- [DOCUMENT EXTRACT]
Those who refuse to march to a more
decorous rhythm have found the parade
passing them by. The Columbia University
band, which refuses to clean up its shows,
has become a rag-tag aggregation of several
dozen members (only half of whom play
instruments), with old uniforms, battered
equipment and not much money from the
university.
But what it lacks in class, the Columbia
band makes up for in bad taste. In its
"history reversal" show, performed at
Catholic schools, lions are thrown to the
Christians. "Somebody's got to hit a new low
each week, and it might as well be us," says
head manager Joe Schwartz.
While the Columbia administration doesn't
usually censor scripts, it does review them.
And the band, with tongue in cheek, has
nodded to "politically correct"
nomenclature: The university president is no
longer termed "bald as a cue ball." He is
"follicularly impaired" and a "person of
scalp."
Offbeat bands sprang up in the 1960s
mostly because the Ivy League schools
couldn't summon up the enthusiasm, the
musicians or the long hours of practice
common in the Big 10. The bands quickly fell
into smut.

- [EXTRACTED ENTRIES]
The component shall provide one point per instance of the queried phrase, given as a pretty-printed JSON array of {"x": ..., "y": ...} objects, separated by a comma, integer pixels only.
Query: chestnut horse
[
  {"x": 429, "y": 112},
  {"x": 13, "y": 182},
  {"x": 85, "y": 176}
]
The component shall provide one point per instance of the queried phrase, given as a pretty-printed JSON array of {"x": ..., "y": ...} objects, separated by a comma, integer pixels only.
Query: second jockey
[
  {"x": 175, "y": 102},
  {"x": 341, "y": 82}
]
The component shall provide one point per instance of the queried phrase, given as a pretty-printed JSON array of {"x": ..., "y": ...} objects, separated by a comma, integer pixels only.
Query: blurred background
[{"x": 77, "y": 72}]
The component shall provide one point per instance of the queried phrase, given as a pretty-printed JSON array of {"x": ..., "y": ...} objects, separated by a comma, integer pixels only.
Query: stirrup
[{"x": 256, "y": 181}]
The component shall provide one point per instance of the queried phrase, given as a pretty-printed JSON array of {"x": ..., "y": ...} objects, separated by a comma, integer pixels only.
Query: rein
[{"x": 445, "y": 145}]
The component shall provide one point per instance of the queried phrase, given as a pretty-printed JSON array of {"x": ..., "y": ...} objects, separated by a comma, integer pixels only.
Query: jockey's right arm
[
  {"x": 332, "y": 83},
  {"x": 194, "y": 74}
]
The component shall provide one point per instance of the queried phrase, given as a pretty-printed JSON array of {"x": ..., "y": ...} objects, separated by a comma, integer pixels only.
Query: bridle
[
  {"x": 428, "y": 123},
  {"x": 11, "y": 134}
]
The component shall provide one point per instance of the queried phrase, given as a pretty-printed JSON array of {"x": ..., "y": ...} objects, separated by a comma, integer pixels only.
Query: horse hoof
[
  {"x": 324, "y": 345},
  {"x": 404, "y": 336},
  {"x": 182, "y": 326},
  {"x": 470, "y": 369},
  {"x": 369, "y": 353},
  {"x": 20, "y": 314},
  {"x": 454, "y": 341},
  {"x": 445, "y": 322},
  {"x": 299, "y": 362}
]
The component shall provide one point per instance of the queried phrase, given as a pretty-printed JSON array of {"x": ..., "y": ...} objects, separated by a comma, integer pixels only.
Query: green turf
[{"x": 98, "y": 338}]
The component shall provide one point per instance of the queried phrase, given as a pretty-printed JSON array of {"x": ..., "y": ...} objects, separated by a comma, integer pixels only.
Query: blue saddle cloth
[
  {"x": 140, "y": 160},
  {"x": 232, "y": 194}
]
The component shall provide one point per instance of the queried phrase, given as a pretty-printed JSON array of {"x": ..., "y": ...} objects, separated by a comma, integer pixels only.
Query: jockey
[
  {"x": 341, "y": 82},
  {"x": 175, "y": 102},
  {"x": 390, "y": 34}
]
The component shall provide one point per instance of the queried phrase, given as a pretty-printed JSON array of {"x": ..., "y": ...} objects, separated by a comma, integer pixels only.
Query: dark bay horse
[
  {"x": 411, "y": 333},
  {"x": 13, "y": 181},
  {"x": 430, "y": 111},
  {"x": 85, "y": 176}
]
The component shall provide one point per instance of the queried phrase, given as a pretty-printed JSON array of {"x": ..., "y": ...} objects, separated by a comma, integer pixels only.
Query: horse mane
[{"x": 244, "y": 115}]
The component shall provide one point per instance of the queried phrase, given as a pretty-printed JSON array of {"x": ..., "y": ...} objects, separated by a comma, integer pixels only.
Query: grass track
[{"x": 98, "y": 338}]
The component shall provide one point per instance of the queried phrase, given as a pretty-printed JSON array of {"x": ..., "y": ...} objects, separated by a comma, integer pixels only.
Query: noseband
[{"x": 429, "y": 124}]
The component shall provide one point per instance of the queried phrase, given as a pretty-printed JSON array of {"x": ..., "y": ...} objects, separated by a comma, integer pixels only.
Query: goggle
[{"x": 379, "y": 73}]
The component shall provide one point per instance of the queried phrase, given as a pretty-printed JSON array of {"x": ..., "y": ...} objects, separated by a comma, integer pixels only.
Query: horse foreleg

- [TASK LIST]
**a)** In the college band article, who is the head manager of the Columbia band?
**b)** Rewrite the college band article from "But what it" to "does review them.", switching "bad taste" to "poor taste".

- [THE RESPONSES]
**a)** Joe Schwartz

**b)**
But what it lacks in class, the Columbia
band makes up for in poor taste. In its
"history reversal" show, performed at
Catholic schools, lions are thrown to the
Christians. "Somebody's got to hit a new low
each week, and it might as well be us," says
head manager Joe Schwartz.
While the Columbia administration doesn't
usually censor scripts, it does review them.